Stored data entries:
##########

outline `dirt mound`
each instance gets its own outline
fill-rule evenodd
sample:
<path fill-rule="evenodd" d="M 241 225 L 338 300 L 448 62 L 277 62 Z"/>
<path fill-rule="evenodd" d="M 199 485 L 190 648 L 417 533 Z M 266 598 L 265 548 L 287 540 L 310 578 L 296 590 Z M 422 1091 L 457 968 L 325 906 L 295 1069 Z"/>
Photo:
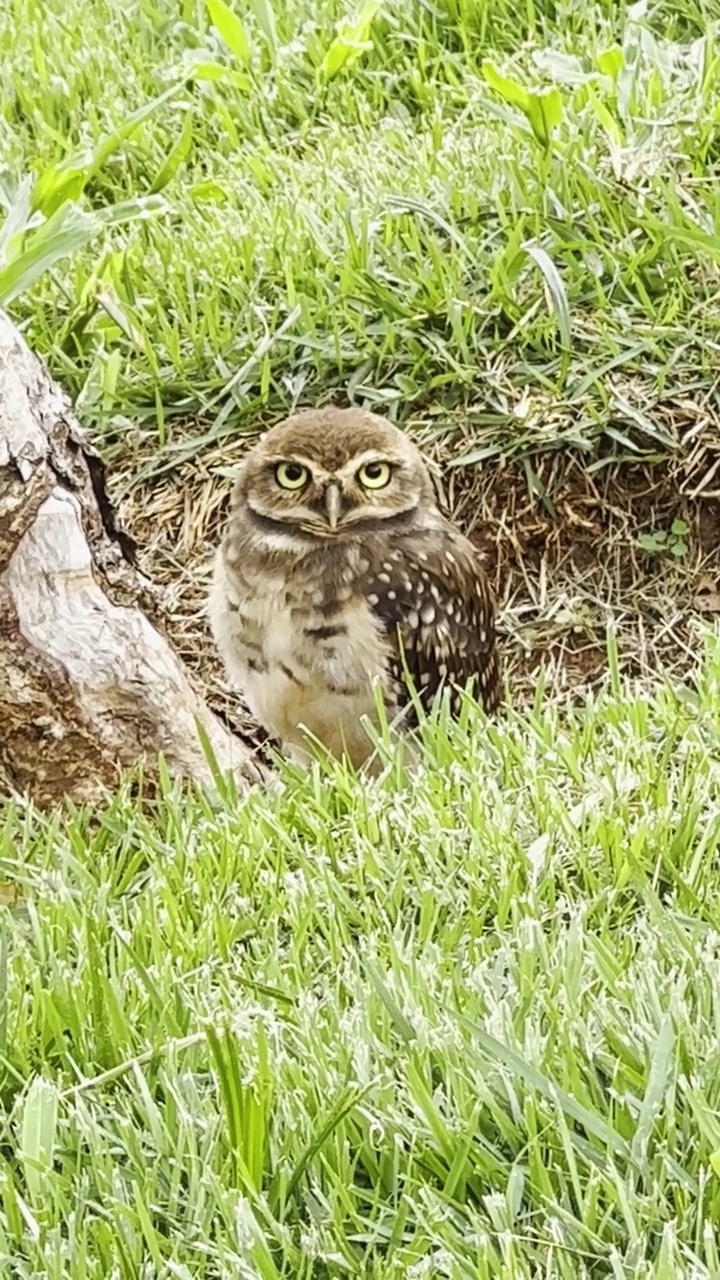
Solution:
<path fill-rule="evenodd" d="M 427 440 L 421 443 L 427 446 Z M 446 446 L 430 443 L 442 464 Z M 122 505 L 168 631 L 213 708 L 261 735 L 226 687 L 205 619 L 211 561 L 242 444 L 143 481 Z M 571 450 L 441 467 L 446 506 L 480 549 L 499 602 L 511 697 L 526 705 L 582 694 L 607 670 L 612 624 L 620 668 L 692 679 L 704 623 L 720 625 L 720 493 L 687 491 L 681 466 L 589 469 Z"/>

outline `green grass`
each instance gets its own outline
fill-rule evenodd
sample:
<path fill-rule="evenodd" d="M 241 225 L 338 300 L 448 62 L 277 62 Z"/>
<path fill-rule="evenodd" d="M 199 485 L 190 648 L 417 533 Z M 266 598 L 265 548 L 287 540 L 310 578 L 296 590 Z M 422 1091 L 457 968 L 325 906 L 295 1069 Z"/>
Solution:
<path fill-rule="evenodd" d="M 8 189 L 130 202 L 14 303 L 106 449 L 331 392 L 469 404 L 466 454 L 677 445 L 667 398 L 715 386 L 716 6 L 385 0 L 355 48 L 337 0 L 216 4 L 232 49 L 210 8 L 0 13 Z"/>
<path fill-rule="evenodd" d="M 717 638 L 426 739 L 6 814 L 4 1274 L 718 1274 Z"/>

##########

→ **WHAT THIS TASK INVOLVES**:
Work through the data and count each line holding the string "outline". Give only that count.

→ **YOUR RESPONSE**:
4